WHAT YOU HAVE TO DO: Can you render everything from the line containing "Please put a marker on the blue" through the final line of the rows, both ends included, as a numbered list with blank lines omitted?

EXTRACTED RECORDS:

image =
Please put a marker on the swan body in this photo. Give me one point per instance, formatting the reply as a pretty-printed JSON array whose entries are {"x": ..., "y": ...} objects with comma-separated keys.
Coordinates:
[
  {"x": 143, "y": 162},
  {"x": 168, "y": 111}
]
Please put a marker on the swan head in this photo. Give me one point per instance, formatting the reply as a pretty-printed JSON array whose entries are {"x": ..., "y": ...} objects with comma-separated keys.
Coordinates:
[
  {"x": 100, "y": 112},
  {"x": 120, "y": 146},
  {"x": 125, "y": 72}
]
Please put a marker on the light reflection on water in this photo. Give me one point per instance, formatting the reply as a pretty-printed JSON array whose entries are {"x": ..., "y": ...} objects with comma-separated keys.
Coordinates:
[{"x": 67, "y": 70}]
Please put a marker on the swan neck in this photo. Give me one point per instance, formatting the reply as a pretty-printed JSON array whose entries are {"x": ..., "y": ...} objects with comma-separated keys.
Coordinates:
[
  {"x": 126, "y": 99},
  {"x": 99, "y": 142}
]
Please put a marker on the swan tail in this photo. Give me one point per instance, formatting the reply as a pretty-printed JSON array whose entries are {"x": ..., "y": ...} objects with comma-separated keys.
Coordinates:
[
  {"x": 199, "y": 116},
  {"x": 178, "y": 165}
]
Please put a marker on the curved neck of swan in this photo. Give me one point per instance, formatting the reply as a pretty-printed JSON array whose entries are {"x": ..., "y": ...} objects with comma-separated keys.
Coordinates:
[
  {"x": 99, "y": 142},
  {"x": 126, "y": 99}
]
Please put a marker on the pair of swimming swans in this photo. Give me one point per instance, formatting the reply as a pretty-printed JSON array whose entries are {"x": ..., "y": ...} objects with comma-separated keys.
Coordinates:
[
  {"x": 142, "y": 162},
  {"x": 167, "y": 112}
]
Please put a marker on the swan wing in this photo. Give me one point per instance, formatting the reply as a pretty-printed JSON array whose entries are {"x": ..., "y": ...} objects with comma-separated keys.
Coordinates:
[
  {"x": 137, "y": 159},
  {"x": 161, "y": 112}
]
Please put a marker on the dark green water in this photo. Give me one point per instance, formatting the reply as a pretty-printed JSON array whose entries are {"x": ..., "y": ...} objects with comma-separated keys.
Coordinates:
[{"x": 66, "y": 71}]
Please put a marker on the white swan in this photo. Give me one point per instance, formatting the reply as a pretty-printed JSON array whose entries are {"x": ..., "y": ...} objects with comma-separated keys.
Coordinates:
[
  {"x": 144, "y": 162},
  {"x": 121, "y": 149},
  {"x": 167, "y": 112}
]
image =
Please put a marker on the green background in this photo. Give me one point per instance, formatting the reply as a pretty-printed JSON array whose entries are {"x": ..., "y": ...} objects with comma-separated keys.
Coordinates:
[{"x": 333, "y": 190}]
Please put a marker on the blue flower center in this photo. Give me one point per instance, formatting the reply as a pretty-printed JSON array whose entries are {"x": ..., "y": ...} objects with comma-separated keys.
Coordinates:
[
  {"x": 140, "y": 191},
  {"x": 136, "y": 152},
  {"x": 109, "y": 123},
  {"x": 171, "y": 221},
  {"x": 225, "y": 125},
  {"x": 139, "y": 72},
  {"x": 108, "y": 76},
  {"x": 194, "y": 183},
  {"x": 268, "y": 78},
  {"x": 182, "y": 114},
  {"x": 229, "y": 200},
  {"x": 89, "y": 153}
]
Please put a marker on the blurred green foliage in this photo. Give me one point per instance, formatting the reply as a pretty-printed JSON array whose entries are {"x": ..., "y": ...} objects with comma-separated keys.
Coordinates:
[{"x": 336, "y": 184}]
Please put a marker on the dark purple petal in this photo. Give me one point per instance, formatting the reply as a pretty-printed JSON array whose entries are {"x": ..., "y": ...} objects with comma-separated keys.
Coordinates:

ANSWER FOR THIS EXERCISE:
1. Please put a marker on the blue flower center in this photo. Give me one point per instance, formatting the reply as a pretty-printed JSON array whose entries are {"x": ..., "y": ...} objects with comma-separated keys.
2. Coordinates:
3. [
4.   {"x": 140, "y": 191},
5.   {"x": 136, "y": 152},
6.   {"x": 109, "y": 123},
7.   {"x": 171, "y": 221},
8.   {"x": 225, "y": 125},
9.   {"x": 139, "y": 72},
10.   {"x": 108, "y": 76},
11.   {"x": 194, "y": 183},
12.   {"x": 268, "y": 78},
13.   {"x": 182, "y": 114},
14.   {"x": 229, "y": 200},
15.   {"x": 89, "y": 153}
16. ]
17. Please put a marker on the blurred green foliage in this photo. Give me one point per instance, formatting the reply as a pretty-printed JSON array whose entries are {"x": ..., "y": ...} objects with comma-separated keys.
18. Coordinates:
19. [{"x": 336, "y": 184}]
20. Please put a marker on the dark purple petal in this photo. Give me one point per instance, formatting the reply as a pretty-printed JSON array whose entries are {"x": ..., "y": ...} objects with comma-separated keys.
21. Coordinates:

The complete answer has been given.